## ARBEITSAUFTRAG
Greife den Ausgangstext über die Zustände in der Altenpflege auf und schreibe ihn nach seinem letzten Satz weiter.

Meine Mutter ist Altenpflegerin. Sie hat auch oft gesagt, das sie sich mehr um die Leute kümmern möchte, aber ihr fehlt die Zeit dazu. Sie hat in ihrer Ausbildung zwar viel gelernt über die Bedürfnisse von alten Leute, aber umgesetzt wird es nicht. Zu wenig Personal und zu wenig Pflegezeit für die einzelne Person. Wenn am Wochenende zwei Altenpfleger für 60 bis 70 Leute zuständig sind, dann bleibt fast alles auf der Strecke. Es gibt im Hintergrund von Pflegeeinrichtungen oft Sachen, die man im Grunde genommen dem Staatsanwalt übergeben müsste.

Pflegezimmer, die als solche ausgegeben werden, die kein Fenster haben, weil sie eigentlich die Abtstellkammer sind. Patienten, die versteckt werden, wenn der MDK kommt, weil sie sie illegal abgerechnet werden. Das sind nur einige Dinge, die mir meine Mutter erzählt hat. Sie ist heilfroh, das sie im Moment nur für eine Person zuständig ist. Meine Mutter pflegt ihre eigene Mutter bei sich zu Hause. Eigenes Zimmer, Beschäftigungstherapie und ständige Bereitschaft. Tja, aber nicht jeder kann sich zu Hause pflege lassen.

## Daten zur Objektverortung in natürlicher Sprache
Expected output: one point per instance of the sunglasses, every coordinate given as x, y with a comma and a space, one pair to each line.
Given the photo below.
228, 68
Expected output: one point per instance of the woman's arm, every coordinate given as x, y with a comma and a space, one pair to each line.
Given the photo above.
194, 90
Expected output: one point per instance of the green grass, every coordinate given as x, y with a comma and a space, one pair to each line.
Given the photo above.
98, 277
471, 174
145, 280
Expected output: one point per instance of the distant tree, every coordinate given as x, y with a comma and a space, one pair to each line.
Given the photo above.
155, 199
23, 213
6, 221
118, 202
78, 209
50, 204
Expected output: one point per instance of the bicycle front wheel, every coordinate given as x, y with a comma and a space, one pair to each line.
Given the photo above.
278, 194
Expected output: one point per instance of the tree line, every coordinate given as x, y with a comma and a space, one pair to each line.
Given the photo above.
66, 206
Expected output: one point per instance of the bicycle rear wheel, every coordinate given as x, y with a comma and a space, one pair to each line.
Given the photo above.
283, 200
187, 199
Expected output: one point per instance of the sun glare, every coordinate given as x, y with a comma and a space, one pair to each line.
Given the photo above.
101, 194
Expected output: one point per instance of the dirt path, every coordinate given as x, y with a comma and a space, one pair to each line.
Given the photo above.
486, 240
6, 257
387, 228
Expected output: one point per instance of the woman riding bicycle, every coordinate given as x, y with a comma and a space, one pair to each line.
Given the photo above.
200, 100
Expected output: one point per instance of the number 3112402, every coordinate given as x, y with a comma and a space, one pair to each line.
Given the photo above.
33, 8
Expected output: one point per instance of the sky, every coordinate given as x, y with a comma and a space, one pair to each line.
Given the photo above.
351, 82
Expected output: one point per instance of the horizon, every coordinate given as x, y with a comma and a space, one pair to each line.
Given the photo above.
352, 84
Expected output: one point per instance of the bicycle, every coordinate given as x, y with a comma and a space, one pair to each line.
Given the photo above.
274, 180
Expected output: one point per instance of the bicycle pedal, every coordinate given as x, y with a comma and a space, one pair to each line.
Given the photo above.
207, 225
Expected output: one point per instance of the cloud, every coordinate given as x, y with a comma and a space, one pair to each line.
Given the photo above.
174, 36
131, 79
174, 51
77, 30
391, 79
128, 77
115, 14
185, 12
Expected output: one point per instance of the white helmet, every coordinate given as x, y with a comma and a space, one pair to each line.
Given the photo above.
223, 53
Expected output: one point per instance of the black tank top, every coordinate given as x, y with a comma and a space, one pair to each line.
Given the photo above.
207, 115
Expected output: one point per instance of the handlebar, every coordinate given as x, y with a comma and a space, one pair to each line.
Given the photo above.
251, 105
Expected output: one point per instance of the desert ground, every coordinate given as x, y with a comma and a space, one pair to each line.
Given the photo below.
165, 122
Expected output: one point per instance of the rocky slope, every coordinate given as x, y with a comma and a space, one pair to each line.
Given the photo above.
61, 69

## ERGEBNIS
Was mit mir im Alter wird? Da will ich lieber gar nicht dran denken. Meine Mutter hat immer gesagt: Hoffentlich sterbe ich, bevor ich in ein Altersheim muss. Wenn das eine Altenpflegerin sagt, nah dann gute Nacht Deutschland. Aber sterben möchte ich eigentlich nicht vor der Zeit. Keine Ahnung was ich dann machen soll.